#### [Text provided]
------------

The case makes it clear that it is no defence for a doctor who negligently fails to refer their patient to hospital, to rely on an assertion that the patient would have been treated negligently had the earlier referral taken place. Once a Claimant has established that they should have been referred earlier, and would not have suffered the damage if treated properly, then there is a rebuttable presumption that they would be treated competently afterwards.
The appellant company appealed against a decision that it was responsible for personal injuries sustained by the respondent. The respondent had been injured during a fall at work whilst employed by the appellant and sustained head injuries that left him with executive dysfunction. Liability for the accident was compromised by the parties on the basis that the respondent would recover 75 per cent of full damages. A number of years later, the respondent injured himself while intoxicated. The trial judge awarded the respondent damages in respect of both incidents; holding that the initial injury caused by the appellant had a disinhibiting effect on the respondent and that there was therefore a causative link between the first accident and the second one. The Judge reduced the damages for the second accident by one third, due to the respondent’s contributory negligence.
The appellant appealed on the basis that the respondent’s action in getting drunk was an act of his own volition. The Court of Appeal held that the trial judge had been correct to hold that the respondent’s injuries were causally linked to the appellant’s negligence. It was then considered whether holding the appellant liable for the respondent’s injuries from the second accident would be unfair or unjust. It was held that although the trial judge did not expressly set out his reasoning, it was clear that the judge had reasoned that the appellant’s tort had not completely destroyed the respondent’s ability to control his drinking, but it had impaired it. This made the respondent’s act of getting drunk an act for which both the appellant and the respondent were partly responsible.

------------

#### [Data under study]
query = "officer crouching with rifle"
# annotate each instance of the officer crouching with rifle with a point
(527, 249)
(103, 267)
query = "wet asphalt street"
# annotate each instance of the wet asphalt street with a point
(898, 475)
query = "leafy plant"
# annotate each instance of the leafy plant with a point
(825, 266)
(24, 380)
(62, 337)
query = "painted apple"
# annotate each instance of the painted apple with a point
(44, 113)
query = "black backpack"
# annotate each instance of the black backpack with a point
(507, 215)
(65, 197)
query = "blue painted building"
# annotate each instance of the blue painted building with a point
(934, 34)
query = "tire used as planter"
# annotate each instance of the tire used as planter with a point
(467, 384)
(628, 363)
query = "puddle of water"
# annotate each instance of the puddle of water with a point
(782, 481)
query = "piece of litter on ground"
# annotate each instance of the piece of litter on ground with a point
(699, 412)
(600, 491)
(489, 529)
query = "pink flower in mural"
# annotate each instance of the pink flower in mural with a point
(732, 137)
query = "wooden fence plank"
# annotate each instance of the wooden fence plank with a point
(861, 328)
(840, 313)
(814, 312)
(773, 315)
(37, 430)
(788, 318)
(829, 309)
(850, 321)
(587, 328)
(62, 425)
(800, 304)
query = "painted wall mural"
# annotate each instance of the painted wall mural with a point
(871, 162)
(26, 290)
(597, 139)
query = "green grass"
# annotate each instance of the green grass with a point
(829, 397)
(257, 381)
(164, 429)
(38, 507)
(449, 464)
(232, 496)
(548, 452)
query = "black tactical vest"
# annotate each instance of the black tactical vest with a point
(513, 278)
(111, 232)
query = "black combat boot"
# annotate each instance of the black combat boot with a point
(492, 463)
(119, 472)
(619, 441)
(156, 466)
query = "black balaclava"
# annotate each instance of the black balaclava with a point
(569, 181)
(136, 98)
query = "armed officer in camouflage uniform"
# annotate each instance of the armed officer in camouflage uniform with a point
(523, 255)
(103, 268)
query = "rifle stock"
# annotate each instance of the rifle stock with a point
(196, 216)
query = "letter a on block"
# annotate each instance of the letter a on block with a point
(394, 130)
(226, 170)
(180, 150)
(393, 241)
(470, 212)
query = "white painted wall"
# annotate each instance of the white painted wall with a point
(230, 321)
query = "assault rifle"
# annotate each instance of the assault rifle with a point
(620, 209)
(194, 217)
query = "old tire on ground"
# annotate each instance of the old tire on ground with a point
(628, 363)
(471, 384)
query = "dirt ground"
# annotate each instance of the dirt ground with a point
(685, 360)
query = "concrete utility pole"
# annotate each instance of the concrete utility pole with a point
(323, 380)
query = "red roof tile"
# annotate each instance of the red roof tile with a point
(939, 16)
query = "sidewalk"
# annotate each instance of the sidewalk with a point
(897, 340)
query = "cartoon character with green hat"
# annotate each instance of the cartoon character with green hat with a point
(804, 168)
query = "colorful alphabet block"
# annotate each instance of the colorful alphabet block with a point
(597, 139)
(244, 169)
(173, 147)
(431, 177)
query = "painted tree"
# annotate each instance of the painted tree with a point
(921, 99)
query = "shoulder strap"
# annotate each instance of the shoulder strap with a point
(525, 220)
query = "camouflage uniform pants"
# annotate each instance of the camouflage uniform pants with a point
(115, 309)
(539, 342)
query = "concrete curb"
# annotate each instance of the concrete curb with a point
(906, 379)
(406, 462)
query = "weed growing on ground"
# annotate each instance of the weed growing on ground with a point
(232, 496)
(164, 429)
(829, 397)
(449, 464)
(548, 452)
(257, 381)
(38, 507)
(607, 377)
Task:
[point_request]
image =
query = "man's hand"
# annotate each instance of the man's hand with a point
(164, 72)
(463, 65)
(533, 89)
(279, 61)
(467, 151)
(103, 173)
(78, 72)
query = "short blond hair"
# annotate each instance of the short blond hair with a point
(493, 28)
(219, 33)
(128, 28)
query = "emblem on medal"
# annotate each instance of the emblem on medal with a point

------------

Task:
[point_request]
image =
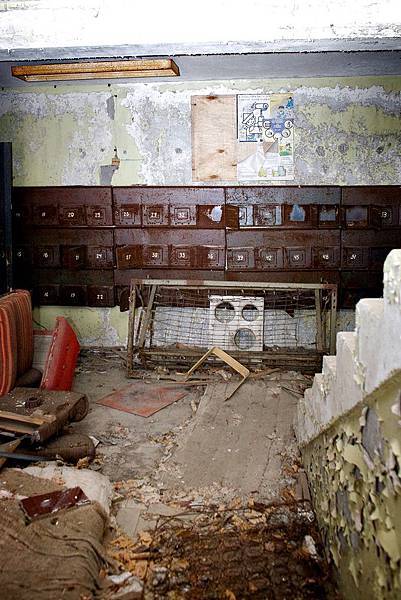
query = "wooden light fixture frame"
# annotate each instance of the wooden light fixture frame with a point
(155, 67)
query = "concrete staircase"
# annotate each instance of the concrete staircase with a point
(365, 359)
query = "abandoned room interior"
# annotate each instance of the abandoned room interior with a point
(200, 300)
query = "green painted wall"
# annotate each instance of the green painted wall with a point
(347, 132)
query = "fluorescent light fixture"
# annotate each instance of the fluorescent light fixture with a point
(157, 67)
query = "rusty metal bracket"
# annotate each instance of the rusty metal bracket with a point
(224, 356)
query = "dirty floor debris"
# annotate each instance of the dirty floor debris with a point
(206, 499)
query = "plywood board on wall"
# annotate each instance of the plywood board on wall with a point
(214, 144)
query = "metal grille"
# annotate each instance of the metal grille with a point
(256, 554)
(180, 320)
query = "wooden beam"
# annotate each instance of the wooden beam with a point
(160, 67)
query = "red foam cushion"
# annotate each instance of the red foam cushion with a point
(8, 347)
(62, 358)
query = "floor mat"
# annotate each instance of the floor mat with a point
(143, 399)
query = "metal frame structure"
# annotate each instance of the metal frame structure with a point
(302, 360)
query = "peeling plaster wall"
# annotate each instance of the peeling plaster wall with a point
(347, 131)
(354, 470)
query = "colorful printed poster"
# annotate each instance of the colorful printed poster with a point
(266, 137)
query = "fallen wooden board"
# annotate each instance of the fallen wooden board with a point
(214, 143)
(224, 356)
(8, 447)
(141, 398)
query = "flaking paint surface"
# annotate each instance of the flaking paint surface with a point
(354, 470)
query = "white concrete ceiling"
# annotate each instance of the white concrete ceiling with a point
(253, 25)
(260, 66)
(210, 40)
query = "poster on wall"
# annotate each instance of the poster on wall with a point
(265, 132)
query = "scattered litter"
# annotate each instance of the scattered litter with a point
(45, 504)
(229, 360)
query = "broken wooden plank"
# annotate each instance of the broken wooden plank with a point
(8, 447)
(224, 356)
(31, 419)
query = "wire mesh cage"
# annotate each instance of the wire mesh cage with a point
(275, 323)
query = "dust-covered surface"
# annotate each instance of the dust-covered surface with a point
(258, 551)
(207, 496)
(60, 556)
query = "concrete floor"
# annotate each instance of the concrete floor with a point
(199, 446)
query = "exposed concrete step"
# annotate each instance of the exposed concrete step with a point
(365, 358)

------------

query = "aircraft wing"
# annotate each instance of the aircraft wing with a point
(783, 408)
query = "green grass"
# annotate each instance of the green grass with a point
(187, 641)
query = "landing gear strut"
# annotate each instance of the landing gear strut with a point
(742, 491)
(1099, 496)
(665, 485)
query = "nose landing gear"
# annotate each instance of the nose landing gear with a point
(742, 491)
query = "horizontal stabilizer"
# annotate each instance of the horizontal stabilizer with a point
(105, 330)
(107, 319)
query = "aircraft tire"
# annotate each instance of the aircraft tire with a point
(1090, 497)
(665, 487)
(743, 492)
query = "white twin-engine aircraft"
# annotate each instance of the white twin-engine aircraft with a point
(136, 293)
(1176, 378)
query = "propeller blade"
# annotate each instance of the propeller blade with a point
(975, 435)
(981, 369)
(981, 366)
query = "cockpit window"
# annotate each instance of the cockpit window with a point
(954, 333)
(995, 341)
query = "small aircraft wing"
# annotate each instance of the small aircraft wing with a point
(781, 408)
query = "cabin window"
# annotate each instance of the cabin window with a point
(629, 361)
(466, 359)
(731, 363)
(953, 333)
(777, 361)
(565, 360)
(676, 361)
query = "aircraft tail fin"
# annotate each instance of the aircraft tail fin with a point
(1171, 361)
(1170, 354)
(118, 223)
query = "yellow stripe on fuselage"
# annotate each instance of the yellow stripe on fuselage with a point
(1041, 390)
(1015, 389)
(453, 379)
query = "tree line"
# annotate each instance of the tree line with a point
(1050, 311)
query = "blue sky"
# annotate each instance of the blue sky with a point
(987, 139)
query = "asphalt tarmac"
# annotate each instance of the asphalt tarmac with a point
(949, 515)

------------

#### [Exercises]
• A. In the negligence case summaries, on what basis did the parties compromise liability for the respondent's fall at work?
• B. Please carry on the negligence case summaries from the last sentence shown.
The rows come from a different source than the text.

#### [Answers to this exercise]
• A. The respondent would recover 75 per cent of full damages.

• B.
Where the long-term outcome for the 10 year old claimant was uncertain and speculative, the assessment of damages should be completed on a staged basis, postponing a final resolution until a point some years in the future when it was anticipated that quantum in respect of the claimant’s adult needs could be meaningfully assessed.
The trial Judge held that four general principles could be derived from the authorities: (a) it was the normal rule, and desirable practice, that all outstanding issues between the parties should, where possible, be resolved at a single hearing; (b) the principle of the public interest in the finality of litigation remained crucial; (c) a Judge should not be tempted to invent rules to make up for perceived deficiencies in statutory provision; (d) although the court had the power to postpone some issues for later resolution, that was to be regarded as a rare or exceptional course requiring some tangible reason to justify it. It was held in this case that as the issues were complex and the future outcomes were speculative, it would be necessary in order to do justice to the overriding objective to delay assessment of certain aspects of the Claimant’s claim.
This case suggests that where a long term prognosis cannot be given, it is an option for the court to make a final assessment of certain heads of loss but hold others until a future date. This is different to a provisional damages award but similarly means a matter cannot be treated as closed for potentially many years.